▸ What is asked
1. In the passage on Seattle AI Week, where was the opening reception for Seattle AI Week 2025 held?
2. Quote the passage on Seattle AI Week word for word, starting at "A region that" and ending at "local tech economy.".

▸ Excerpted passage
========

Seattle is looking to celebrate and accelerate its leadership in artificial intelligence at the very moment the first wave of the AI economy is crashing down on the region’s tech workforce.
That contrast was hard to miss Monday evening at the opening reception for Seattle AI Week 2025 at Pier 70. On stage, panels offered a healthy dose of optimism about building the AI future. In the crowd, buzz about Amazon’s impending layoffs brought the reality of the moment back to earth.
A region that rose with Microsoft and then Amazon is now dealing with the consequences of Big Tech’s AI-era restructuring. Companies that hired by the thousands are now thinning their ranks in the name of efficiency and focus — a dose of corporate realism for the local tech economy.
The double-edged nature of this shift is not lost on Washington Gov. Bob Ferguson.
“AI, and the future of AI, and what that means for our state and the world — each day I do this job, the more that moves up in my mind in terms of the challenges and the opportunities we have,” Ferguson told the AI Week crowd. He touted Washington’s concentration of AI jobs, saying his goal is to maximize the benefits of AI while minimizing its downsides.

Seattle AI Week, led by the Washington Technology Industry Association, was started last year after a Forbes list of the nation’s top 50 AI startups included none from Seattle, said the WTIA’s Nick Ellingson, opening this year’s event. That didn’t seem right. Was it a messaging problem?

========

▸ Dataset extract
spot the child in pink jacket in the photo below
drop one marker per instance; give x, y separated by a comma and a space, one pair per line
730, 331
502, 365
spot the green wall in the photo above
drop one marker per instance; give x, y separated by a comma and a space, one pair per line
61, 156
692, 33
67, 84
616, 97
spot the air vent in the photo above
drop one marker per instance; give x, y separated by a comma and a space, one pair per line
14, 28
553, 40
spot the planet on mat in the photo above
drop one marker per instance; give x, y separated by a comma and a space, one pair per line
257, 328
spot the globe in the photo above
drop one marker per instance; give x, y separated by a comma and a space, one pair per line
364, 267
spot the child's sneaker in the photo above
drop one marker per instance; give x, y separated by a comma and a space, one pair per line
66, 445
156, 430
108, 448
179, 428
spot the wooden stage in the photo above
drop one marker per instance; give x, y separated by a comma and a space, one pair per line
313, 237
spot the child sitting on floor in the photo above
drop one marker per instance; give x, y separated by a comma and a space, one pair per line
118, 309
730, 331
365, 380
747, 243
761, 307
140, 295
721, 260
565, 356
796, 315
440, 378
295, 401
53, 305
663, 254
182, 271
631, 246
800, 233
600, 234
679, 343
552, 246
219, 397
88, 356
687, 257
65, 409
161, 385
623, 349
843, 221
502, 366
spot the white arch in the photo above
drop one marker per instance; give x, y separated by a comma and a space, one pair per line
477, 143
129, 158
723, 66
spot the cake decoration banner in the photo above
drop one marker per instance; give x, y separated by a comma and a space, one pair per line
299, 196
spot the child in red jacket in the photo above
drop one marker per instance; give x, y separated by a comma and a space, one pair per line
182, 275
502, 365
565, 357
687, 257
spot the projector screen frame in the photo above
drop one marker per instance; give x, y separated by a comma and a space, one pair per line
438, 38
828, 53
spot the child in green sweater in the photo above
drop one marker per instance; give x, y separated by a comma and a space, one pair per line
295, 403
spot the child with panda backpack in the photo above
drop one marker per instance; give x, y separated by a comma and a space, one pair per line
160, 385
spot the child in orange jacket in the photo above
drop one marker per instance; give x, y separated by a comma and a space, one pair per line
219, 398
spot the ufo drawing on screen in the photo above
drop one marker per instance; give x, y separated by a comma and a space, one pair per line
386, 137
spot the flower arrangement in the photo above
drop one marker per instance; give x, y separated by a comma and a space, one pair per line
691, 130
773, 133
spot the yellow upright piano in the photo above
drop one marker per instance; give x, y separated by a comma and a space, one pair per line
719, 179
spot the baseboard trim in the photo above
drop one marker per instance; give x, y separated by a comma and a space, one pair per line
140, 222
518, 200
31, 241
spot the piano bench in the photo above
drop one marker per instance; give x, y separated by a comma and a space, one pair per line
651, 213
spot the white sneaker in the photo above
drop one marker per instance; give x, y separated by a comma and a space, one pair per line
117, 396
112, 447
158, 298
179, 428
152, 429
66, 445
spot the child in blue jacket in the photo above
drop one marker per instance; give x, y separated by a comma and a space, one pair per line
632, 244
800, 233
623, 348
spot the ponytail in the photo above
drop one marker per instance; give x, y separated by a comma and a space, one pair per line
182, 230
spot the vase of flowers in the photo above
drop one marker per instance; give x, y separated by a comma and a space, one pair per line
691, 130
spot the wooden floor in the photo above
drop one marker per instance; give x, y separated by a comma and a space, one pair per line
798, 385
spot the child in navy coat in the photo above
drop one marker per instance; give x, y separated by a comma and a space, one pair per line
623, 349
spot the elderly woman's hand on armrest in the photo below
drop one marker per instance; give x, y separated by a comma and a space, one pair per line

========

▸ The solutions
1. Pier 70

2.
A region that rose with Microsoft and then Amazon is now dealing with the consequences of Big Tech’s AI-era restructuring. Companies that hired by the thousands are now thinning their ranks in the name of efficiency and focus — a dose of corporate realism for the local tech economy.